**DESCRIPTION OF THE TASK**
Gather every line of the data below that contains the word "plant", and list those lines.

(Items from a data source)
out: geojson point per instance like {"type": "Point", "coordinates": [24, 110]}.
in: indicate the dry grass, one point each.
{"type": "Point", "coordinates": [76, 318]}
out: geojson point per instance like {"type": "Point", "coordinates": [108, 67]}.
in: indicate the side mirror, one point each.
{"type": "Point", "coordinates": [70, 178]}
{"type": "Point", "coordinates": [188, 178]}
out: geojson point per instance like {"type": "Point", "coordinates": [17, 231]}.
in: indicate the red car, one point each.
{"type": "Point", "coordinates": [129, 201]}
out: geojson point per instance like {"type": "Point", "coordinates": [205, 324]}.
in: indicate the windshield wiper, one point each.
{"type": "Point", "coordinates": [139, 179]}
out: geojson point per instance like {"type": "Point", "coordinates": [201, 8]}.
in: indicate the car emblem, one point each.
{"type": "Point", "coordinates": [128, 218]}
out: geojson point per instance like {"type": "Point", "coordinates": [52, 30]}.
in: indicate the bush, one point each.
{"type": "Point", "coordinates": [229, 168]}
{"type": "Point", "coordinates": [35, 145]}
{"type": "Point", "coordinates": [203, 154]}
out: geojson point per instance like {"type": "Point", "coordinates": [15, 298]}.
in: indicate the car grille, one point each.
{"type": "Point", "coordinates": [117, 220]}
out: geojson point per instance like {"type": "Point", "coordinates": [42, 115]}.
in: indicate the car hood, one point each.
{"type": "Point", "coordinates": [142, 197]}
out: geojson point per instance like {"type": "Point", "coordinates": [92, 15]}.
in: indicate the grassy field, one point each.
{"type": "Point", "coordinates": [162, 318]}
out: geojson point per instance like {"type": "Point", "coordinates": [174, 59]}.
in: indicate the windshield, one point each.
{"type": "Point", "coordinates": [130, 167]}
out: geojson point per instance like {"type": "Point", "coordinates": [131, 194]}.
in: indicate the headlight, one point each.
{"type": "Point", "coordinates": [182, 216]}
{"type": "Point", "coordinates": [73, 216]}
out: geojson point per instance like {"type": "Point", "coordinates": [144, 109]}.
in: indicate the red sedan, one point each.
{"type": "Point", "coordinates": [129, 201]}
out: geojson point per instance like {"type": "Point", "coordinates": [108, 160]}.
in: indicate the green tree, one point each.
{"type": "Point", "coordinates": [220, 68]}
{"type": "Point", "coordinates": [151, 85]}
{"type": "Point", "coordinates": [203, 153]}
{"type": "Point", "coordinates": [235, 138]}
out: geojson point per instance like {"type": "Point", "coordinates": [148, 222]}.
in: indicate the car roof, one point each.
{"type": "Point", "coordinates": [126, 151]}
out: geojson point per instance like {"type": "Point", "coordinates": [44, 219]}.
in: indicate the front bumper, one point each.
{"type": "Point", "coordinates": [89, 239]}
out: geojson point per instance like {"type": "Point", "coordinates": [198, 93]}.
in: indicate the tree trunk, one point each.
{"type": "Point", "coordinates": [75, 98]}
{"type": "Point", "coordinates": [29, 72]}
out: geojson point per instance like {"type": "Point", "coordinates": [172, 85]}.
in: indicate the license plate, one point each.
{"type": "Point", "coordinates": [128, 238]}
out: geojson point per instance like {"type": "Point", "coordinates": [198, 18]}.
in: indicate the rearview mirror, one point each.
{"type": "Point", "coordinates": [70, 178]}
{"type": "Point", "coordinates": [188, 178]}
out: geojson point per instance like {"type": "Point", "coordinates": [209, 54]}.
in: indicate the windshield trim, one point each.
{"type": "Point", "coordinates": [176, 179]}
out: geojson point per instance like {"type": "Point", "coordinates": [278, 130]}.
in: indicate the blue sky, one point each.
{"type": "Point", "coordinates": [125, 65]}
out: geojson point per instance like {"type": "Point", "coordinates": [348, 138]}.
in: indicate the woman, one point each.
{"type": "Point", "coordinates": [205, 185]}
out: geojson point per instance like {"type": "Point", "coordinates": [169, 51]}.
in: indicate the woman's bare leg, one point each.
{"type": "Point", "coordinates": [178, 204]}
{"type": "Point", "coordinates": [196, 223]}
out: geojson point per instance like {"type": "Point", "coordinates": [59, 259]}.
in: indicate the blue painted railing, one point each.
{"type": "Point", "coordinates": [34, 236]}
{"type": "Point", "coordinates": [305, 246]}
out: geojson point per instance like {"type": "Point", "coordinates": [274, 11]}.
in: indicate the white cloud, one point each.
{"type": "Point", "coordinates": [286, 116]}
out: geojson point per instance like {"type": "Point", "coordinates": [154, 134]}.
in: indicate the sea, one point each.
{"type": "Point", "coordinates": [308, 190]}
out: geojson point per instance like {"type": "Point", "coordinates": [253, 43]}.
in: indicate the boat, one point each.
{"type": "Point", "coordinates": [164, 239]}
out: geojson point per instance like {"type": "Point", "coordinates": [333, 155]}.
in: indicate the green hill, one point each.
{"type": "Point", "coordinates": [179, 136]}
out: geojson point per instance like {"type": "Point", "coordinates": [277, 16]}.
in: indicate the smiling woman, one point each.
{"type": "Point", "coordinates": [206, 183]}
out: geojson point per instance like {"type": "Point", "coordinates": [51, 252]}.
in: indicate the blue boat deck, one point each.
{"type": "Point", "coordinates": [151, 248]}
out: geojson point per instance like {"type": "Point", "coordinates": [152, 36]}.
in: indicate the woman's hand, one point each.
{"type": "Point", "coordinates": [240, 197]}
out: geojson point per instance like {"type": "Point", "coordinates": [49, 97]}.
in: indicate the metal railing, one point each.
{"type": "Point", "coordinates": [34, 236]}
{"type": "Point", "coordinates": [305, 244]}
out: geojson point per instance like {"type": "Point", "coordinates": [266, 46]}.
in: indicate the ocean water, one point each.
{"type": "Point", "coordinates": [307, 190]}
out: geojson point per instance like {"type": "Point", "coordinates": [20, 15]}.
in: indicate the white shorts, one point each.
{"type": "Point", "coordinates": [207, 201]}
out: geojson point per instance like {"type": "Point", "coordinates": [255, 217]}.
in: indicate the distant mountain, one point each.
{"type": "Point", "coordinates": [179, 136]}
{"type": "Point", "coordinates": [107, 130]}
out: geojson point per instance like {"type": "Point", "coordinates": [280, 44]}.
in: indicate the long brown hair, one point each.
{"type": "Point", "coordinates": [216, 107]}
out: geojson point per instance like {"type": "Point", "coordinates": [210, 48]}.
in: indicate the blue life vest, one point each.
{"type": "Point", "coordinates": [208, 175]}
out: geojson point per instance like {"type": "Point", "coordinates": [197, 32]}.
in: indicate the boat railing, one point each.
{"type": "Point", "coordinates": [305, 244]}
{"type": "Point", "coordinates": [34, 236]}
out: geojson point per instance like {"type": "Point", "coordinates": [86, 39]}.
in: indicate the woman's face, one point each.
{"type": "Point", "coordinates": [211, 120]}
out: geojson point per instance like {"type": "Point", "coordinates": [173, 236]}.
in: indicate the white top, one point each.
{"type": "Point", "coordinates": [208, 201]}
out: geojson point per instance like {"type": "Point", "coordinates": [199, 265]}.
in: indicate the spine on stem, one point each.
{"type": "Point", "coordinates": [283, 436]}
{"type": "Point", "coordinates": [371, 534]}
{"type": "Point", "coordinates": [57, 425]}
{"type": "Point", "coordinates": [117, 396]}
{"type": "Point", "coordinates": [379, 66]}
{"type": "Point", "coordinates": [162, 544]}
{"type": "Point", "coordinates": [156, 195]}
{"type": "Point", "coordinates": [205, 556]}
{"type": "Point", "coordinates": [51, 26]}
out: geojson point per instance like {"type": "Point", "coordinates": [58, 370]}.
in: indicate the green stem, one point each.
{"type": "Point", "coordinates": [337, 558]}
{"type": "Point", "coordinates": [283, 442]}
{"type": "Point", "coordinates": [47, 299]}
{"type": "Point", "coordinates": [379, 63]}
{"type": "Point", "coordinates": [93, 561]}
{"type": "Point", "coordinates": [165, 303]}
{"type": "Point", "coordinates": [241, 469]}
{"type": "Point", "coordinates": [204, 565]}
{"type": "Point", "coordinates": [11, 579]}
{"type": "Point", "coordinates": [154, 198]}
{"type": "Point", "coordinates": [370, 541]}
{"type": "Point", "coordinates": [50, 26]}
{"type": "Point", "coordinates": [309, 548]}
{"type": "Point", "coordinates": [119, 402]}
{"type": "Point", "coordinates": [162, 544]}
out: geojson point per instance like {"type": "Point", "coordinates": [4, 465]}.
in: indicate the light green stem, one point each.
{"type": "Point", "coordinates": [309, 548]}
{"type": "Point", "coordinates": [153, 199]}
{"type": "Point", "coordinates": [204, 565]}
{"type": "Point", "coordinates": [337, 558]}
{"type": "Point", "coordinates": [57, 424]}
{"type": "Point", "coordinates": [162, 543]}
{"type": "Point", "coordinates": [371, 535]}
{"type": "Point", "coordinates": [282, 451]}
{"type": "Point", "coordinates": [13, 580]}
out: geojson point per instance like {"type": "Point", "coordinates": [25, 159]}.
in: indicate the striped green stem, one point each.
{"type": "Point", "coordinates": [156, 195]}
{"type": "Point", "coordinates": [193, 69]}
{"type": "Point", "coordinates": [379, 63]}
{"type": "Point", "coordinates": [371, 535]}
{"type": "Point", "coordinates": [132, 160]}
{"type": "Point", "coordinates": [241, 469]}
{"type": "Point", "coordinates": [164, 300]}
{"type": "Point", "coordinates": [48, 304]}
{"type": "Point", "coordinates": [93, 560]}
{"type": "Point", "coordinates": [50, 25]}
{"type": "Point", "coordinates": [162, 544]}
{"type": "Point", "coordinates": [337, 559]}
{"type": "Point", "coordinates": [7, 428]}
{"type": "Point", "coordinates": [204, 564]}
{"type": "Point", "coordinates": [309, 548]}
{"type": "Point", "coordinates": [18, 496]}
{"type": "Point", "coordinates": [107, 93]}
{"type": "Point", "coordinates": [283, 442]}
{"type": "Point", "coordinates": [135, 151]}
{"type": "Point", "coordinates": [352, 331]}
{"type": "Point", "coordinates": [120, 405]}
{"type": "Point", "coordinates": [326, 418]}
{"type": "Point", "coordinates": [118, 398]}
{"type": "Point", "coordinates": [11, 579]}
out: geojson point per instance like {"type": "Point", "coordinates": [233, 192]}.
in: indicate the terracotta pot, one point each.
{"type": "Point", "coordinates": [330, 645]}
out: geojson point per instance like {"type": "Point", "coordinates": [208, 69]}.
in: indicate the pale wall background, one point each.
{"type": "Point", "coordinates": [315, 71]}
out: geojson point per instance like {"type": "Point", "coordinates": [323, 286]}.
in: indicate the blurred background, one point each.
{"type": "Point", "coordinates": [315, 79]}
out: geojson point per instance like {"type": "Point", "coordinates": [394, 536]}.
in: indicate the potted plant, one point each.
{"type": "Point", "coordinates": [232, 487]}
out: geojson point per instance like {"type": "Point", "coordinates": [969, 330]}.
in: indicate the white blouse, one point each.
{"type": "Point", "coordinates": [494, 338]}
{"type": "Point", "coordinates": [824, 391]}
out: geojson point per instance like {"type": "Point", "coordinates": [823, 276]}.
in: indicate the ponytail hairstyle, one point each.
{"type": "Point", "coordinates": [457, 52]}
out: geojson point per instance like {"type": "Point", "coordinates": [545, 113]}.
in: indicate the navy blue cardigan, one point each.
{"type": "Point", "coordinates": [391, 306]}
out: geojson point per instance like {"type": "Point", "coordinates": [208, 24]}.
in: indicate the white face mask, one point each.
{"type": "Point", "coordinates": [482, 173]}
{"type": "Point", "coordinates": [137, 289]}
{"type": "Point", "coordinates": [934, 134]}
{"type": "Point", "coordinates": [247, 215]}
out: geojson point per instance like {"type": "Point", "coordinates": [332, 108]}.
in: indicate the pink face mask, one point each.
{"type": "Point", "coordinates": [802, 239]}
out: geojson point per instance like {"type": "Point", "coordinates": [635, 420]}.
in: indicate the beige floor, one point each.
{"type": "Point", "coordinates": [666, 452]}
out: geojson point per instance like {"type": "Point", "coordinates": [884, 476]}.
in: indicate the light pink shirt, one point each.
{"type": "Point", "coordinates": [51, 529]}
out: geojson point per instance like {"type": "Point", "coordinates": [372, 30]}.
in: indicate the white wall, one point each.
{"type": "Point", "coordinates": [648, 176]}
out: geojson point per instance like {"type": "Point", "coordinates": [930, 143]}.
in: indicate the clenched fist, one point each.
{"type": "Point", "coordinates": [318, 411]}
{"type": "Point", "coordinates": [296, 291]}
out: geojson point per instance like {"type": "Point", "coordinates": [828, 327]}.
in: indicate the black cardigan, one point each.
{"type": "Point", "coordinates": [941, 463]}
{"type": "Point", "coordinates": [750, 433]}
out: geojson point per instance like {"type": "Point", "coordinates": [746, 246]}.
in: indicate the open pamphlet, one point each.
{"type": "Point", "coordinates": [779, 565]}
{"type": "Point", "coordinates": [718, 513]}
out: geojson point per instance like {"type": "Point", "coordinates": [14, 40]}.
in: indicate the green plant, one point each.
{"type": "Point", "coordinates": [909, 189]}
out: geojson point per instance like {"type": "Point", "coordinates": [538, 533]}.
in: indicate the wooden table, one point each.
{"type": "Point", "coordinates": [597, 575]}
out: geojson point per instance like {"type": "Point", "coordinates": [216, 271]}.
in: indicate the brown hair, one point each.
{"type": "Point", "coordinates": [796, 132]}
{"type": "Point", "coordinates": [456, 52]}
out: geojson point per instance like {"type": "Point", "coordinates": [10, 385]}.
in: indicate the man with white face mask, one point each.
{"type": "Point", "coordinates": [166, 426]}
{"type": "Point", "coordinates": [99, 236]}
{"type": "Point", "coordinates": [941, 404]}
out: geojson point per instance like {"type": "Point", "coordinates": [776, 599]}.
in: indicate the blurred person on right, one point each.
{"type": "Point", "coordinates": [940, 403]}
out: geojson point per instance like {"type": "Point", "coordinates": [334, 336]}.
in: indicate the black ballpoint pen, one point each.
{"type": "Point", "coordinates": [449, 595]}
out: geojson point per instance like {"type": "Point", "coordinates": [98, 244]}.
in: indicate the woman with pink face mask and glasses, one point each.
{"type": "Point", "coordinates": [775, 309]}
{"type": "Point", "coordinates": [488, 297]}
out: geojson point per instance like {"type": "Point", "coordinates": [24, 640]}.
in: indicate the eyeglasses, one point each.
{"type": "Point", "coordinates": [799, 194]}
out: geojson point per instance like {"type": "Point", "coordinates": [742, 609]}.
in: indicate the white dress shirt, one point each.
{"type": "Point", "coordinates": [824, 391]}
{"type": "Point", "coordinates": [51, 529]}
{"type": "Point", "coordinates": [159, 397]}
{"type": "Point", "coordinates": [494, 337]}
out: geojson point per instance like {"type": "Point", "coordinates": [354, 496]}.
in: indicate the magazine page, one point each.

**PROBLEM SOLUTION**
in: indicate the potted plant, one point each.
in: indicate the green plant, one point each.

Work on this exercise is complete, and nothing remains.